GIVEN ENTRIES:
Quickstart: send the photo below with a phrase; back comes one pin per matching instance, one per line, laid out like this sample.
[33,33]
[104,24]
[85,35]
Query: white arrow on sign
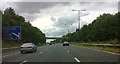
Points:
[18,35]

REQUIRED WORK: Every record above should come back exactly, but without its pictures.

FULL SOLUTION:
Quickstart: send the photo below with a phrase; back comes one pin per matching instance, one per line, laid out like this sample.
[33,33]
[104,24]
[85,35]
Query: white arrow on sign
Points:
[18,35]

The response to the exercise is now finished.